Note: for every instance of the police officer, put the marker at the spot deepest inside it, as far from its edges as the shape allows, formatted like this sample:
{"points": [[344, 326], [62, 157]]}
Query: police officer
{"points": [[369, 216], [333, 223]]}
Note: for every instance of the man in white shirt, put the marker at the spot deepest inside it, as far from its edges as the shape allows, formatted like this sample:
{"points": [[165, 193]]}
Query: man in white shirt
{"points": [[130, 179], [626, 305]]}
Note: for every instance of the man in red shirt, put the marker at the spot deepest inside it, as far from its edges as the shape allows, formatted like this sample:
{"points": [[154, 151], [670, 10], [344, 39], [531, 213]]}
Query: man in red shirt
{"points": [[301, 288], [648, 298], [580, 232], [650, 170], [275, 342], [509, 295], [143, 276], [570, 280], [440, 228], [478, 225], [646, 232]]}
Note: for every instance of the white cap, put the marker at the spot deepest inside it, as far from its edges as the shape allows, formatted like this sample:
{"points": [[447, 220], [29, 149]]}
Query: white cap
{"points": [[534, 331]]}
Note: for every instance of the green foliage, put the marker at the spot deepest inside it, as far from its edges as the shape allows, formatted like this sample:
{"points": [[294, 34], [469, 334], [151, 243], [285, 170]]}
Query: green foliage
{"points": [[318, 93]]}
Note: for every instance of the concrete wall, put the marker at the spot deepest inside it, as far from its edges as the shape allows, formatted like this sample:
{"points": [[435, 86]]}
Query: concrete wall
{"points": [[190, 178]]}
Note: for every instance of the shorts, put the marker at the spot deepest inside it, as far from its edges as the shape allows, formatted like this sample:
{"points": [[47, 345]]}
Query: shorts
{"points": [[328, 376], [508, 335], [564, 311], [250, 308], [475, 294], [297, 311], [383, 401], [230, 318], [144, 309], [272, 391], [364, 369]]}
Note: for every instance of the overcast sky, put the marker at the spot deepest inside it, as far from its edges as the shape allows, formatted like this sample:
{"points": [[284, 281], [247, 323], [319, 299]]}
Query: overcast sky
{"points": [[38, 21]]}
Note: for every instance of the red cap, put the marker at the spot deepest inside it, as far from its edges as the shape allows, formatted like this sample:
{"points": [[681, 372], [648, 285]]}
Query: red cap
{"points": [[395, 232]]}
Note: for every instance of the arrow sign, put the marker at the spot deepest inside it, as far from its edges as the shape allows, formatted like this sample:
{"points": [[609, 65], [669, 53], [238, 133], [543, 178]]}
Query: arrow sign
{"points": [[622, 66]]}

THE REQUEST:
Lay out every line of the data above as a numbered list, one line per item, and leave out any blank lines.

RESPONSE FOR THIS EXERCISE:
1. Note: for every instance of the police officer, put the marker at the spot deepest inside it, as far from its edges as the shape allows, formatted like this sample:
2. {"points": [[344, 326], [62, 157]]}
3. Query: police officer
4. {"points": [[369, 216], [333, 223]]}
5. Note: for every instance of the man in white shirt, put the marker at the spot deepest inside it, as far from its edges as the shape allows, formatted like this sample:
6. {"points": [[165, 193]]}
7. Query: man in white shirt
8. {"points": [[130, 179], [626, 305]]}
9. Note: for every instance of the man in red shirt, put the marker at the spot deepest inside it, as far from its edges as the shape allows, formatted like this sample:
10. {"points": [[154, 151], [670, 10], [344, 39], [531, 213]]}
11. Query: man in red shirt
12. {"points": [[301, 288], [648, 298], [580, 232], [650, 170], [275, 342], [509, 295], [143, 276], [570, 280], [440, 228], [478, 225], [646, 232]]}
13. Note: for every instance of the white cap, put the marker at the spot deepest inside it, as far from its edges as the shape allows, formatted like this sample:
14. {"points": [[447, 220], [29, 149]]}
15. Query: white cap
16. {"points": [[534, 331]]}
17. Note: for every instance of the green foliage, put the marker at the spot deepest inside it, as far from its edges as the shape allows, formatted like this sample:
18. {"points": [[294, 34], [469, 334], [151, 243], [285, 170]]}
19. Query: green foliage
20. {"points": [[318, 93]]}
21. Note: for every instance of the concrete wall, put the marker at the spot deepest inside it, as far from its edges as the shape allows, formatted like this sample:
22. {"points": [[435, 86]]}
23. Query: concrete wall
24. {"points": [[190, 178]]}
25. Note: for every instance of the shorts, put the marker at the spot deepest inside it, as far from its edges as the shape allows, formatted like this sample:
26. {"points": [[47, 345]]}
27. Query: shorts
28. {"points": [[328, 376], [508, 335], [564, 311], [250, 308], [475, 294], [297, 311], [383, 401], [230, 318], [144, 309], [272, 391], [364, 369]]}
29. Note: for every instance of the overcast sky, put the marker at the spot deepest inside it, as far from its edges as the shape allows, formatted like this sample:
30. {"points": [[284, 281], [247, 323], [319, 299]]}
31. Query: overcast sky
32. {"points": [[38, 21]]}
33. Note: for every instance of the red cap, put the marker at the spot deepest inside it, as far from its edges as the shape allows, formatted like this sample:
34. {"points": [[681, 372], [648, 285]]}
35. Query: red cap
36. {"points": [[395, 232]]}
37. Note: for every instance of the arrow sign, put the marker at the spot deepest inside it, as far from its edges as the shape allows, formatted like this sample:
38. {"points": [[609, 65], [669, 53], [238, 133], [543, 178]]}
39. Query: arrow sign
40. {"points": [[622, 66]]}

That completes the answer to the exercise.